**LISTING**
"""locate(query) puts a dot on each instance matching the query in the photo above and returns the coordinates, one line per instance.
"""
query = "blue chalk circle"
...
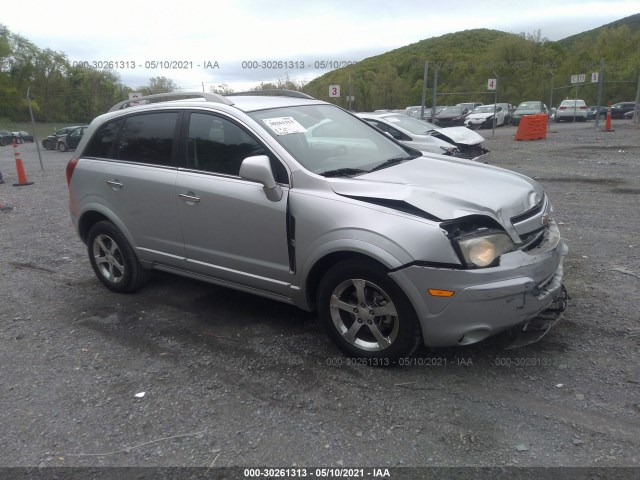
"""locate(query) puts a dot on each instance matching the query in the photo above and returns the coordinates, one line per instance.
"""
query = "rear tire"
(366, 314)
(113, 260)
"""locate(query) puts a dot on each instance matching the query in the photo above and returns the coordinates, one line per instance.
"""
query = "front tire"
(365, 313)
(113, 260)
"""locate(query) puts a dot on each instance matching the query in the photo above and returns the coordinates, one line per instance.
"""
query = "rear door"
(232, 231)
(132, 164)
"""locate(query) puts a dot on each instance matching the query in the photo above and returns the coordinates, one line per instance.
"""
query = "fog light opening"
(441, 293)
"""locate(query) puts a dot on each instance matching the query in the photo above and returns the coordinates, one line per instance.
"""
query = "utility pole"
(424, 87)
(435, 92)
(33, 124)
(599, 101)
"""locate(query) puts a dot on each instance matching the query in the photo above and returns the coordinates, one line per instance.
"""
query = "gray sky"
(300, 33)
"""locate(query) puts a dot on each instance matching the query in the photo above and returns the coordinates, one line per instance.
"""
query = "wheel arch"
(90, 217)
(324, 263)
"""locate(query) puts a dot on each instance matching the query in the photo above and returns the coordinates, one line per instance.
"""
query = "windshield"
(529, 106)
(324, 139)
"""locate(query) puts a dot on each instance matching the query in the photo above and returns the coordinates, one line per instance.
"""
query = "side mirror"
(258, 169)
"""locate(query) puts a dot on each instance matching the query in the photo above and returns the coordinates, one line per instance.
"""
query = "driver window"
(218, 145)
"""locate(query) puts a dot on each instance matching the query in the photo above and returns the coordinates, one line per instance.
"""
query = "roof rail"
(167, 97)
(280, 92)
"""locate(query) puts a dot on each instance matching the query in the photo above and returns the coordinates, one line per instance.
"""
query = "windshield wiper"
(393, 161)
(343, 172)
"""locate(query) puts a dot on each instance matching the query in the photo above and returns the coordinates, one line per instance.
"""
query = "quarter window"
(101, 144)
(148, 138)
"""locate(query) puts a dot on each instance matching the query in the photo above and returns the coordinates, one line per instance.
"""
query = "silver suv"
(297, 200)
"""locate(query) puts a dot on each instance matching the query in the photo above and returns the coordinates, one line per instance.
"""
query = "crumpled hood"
--
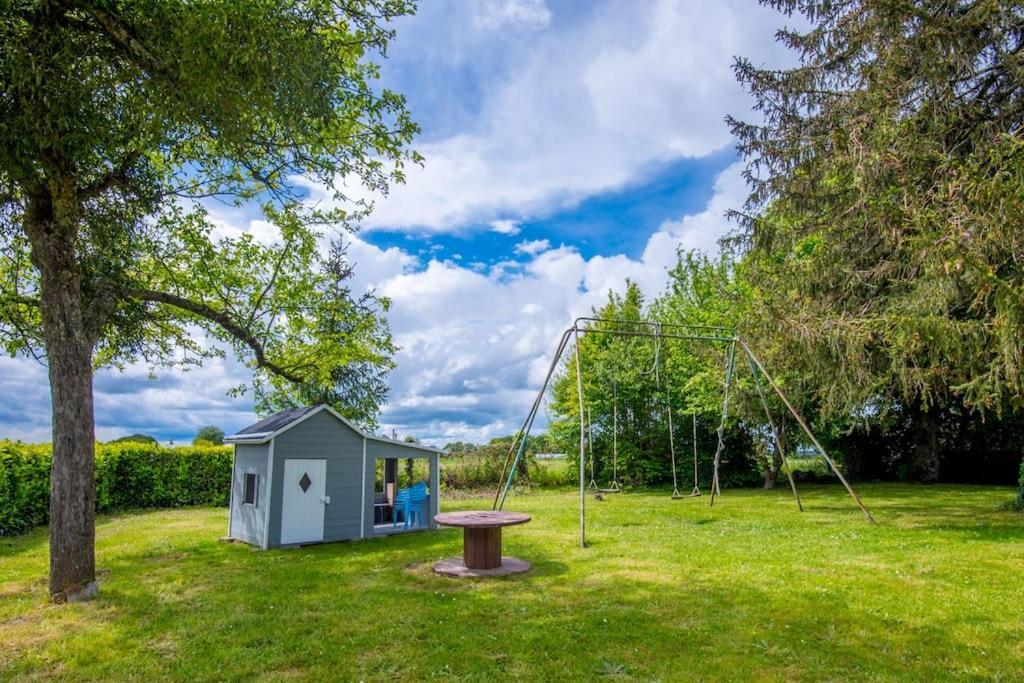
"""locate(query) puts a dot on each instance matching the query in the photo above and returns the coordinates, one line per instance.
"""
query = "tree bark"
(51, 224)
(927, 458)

**TASK DIRECTIONS**
Collect every line of the records that contains the string "windshield", copying each line in full. Case counts.

**ANSWER TO THE TASK**
query = "windshield"
query = "windshield wiper"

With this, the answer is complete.